• **TASK TO CARRY OUT**
Could you return all of the data exactly as given?

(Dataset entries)
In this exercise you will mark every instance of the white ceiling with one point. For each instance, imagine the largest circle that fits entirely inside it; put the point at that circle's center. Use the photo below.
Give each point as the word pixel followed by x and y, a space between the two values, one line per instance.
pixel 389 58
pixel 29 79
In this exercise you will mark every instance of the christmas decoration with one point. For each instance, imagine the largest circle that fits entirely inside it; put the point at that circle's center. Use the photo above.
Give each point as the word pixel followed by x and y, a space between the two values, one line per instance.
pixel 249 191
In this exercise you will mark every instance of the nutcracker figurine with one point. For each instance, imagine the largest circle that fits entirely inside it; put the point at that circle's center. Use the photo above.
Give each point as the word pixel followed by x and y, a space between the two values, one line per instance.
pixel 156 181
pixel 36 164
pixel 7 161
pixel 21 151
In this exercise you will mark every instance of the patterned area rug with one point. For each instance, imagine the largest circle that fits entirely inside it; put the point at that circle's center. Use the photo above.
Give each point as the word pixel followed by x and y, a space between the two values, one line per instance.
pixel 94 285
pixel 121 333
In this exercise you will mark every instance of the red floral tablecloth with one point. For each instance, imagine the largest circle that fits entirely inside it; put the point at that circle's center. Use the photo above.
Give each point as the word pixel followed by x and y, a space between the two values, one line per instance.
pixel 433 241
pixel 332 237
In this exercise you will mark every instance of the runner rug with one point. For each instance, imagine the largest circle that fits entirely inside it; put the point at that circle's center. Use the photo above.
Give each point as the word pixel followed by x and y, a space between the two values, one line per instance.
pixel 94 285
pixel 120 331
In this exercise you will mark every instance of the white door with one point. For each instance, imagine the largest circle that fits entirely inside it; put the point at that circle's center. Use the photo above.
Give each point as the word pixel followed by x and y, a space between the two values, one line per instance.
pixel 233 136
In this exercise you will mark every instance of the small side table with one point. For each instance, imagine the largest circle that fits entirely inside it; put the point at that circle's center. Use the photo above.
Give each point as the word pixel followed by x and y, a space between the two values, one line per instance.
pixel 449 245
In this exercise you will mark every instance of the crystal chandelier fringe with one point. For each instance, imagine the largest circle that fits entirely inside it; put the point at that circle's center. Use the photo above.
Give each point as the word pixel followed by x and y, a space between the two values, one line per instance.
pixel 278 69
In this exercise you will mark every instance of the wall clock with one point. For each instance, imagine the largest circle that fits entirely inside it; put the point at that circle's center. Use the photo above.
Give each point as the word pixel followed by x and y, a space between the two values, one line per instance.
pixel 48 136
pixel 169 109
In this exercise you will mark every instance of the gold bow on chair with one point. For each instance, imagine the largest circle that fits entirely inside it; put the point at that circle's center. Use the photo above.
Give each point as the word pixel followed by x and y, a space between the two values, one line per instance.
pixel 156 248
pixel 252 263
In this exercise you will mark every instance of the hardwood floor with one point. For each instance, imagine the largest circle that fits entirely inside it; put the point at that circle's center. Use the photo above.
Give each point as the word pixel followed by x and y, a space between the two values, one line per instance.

• **FINISHED TASK**
In this exercise you will mark every instance of the white ceiling with one point. For each instance, imagine the largest circle that fits entirely inside it; put the point at that circle's center. Use the photo below.
Give each point as the word pixel followed by x and y, a space between the two values, one line per instance.
pixel 389 58
pixel 29 79
In this exercise you will mark every instance of the christmas decoration with one point. For each instance, imagine the largest circle that fits entirely inside it; put the point at that circle's center. Use the photo above.
Give each point as the word pixel followed by x and y, a space between the two values, one line per instance.
pixel 249 191
In this exercise you will mark every instance of the nutcracker figurine with one point. For each instance, imagine the largest circle that fits entirely inside it; put the point at that circle's center. Use the photo above.
Give each point as the word pixel followed by x and y, a space between the two values, one line per instance.
pixel 156 181
pixel 36 164
pixel 7 161
pixel 21 151
In this exercise you will mark every instance of the patterned area rug with one point. For each instance, imagine the largest circle that fits entirely inside it; put the point at that circle's center. Use the photo above.
Give each point as the word pixel followed by x and y, a space between the two values, one line per instance.
pixel 94 285
pixel 121 333
In this exercise you will mark every instance of the red floral tablecloth with one point. For each instance, imagine the largest circle that fits entirely inside it; put the point at that circle's center. Use the photo above.
Give each point as the word pixel followed by x and y, a space between the two values, one line per instance.
pixel 433 241
pixel 332 237
In this exercise you will mark every instance of the runner rug with one point. For each instance, imagine the largest circle that fits entirely inside it; put the point at that circle's center. Use the photo above.
Give each point as the word pixel followed by x and y, a space between the two values, one line per instance.
pixel 94 285
pixel 120 331
In this exercise you will mark every instance of the white door with one point. For each instance, imagine the largest circle that fits entirely inside it; put the point at that circle's center. Use the photo above.
Give each point as the word pixel followed by x and y, a space between the two values, one line per instance.
pixel 233 136
In this exercise you will mark every instance of the small side table with one point. For each instance, imagine the largest circle that fits entirely inside it; put the point at that circle's center. Use the photo above.
Give each point as the word pixel followed by x and y, a space between the two values, one line per instance.
pixel 449 245
In this exercise you will mark every instance of the crystal chandelier fringe with one point. For each instance, imagine the largest circle that fits entirely inside it; put the point at that circle's center. Use the photo above.
Give each point as the word pixel followed by x and y, a space between the two values, one line per instance.
pixel 278 69
In this exercise you will mark every instance of the wall clock with one point. For each instance, imagine the largest circle that fits entirely inside it; put the point at that circle's center. Use the photo above.
Give each point as the word pixel followed by x and y, a space between the two values, one line per instance.
pixel 48 136
pixel 169 109
In this exercise you will mark every instance of the gold bow on chair with one point. For each instance, imagine the largest circle that fits entirely inside it; put the point at that circle's center. Use the photo above.
Give each point as the word pixel followed by x and y, a space between the two values, one line per instance.
pixel 156 248
pixel 252 263
In this exercise you will mark every instance of the hardwood floor with one point. For each instance, imagine the largest circle that fits entirely inside it; put the point at that circle's center. Use the photo above.
Give each point as the word pixel followed by x and y, a space between the two values, one line per instance.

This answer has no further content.